AUSZUG>
++++++++

Eine Freiwillige steht an der Tür zu einer Suppenküche während der Coronakrise in Buenos Aires. Foto: AP

Bis zum Zerwürfnis 2008, das vor allem an CFKs polarisierendem Regierungsstil lag. 2010 starb Néstor Kirchner, weitere acht Jahre verstrichen bis zur erneuten Annäherung der political animals Fernández (die nicht verwandt sind).

Vor einem Jahr dann überraschte Cris­tina mit einem genialen Schachzug: Weil sie das Duell zur Präsidentenwahl gegen ihren verhassten konservativen Nachfolger Mauricio Macri hätte verlieren können, wagte die Linksperonistin kein Comeback. Jedenfalls nicht an vorderster Spitze. Stattdessen rief sie zur Wahl Alberto Fernández’ als Präsidentschaftskandidaten auf – mit sich selbst als Vize. Im Oktober bezwangen die vereinten Peronist:innen das neoliberale Unternehmerlager um Multimillionär Macri deutlich.

„Pragmatischer Blick auf die Wirtschaft“

Was es denn mit diesem Peronismus auf sich habe, wollte Bundeskanzlerin Angela Merkel wissen, als sie Fernández im Februar zum Abendessen in Deutschland empfing. „Wir sind keine Populisten, wie viele glauben“, erwiderte der Gast aus Südamerika. Und Kirch­ner betonte, wie die argentinischen Medien berichteten, man habe einen „pragmatischen Blick auf die Wirtschaft“.

++++++++

SCHRIFTLICHE AUFGABE 1> In welchem Jahr starb Néstor Kirchner laut dem Auszug?
Auszug und Datensätze stammen aus unterschiedlichen Quellen.

++++++++

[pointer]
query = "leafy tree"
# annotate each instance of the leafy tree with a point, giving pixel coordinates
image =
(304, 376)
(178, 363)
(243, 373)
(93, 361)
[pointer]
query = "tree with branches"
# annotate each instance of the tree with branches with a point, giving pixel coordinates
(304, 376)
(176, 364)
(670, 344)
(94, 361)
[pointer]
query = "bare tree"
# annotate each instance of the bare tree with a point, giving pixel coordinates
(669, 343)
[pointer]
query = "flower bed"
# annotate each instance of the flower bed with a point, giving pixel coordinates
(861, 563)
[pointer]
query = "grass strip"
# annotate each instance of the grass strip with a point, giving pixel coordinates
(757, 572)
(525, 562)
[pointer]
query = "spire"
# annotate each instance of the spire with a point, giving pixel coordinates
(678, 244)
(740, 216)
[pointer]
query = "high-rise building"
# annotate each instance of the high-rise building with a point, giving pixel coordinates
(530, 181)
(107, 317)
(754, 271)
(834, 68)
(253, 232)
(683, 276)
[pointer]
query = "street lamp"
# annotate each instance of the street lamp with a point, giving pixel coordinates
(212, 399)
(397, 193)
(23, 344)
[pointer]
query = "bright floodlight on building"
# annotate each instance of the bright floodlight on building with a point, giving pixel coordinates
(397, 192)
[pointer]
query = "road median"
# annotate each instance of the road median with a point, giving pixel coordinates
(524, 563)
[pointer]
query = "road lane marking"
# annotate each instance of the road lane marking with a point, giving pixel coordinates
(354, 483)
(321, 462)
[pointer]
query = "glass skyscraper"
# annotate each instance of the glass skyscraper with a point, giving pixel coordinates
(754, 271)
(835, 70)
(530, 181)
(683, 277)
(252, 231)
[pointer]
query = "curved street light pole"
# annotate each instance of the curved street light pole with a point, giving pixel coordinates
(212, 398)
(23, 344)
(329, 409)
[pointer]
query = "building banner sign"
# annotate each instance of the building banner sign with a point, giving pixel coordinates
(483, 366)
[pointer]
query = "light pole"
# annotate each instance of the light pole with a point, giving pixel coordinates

++++++++

SCHRIFTLICHE AUFGABE 2> Zähle die Zeilen der Datensätze, in denen das Wort „building“ vorkommt, und gib nur die Zahl an.

RICHTIGES ERGEBNIS 1> 2010

RICHTIGES ERGEBNIS 2> 6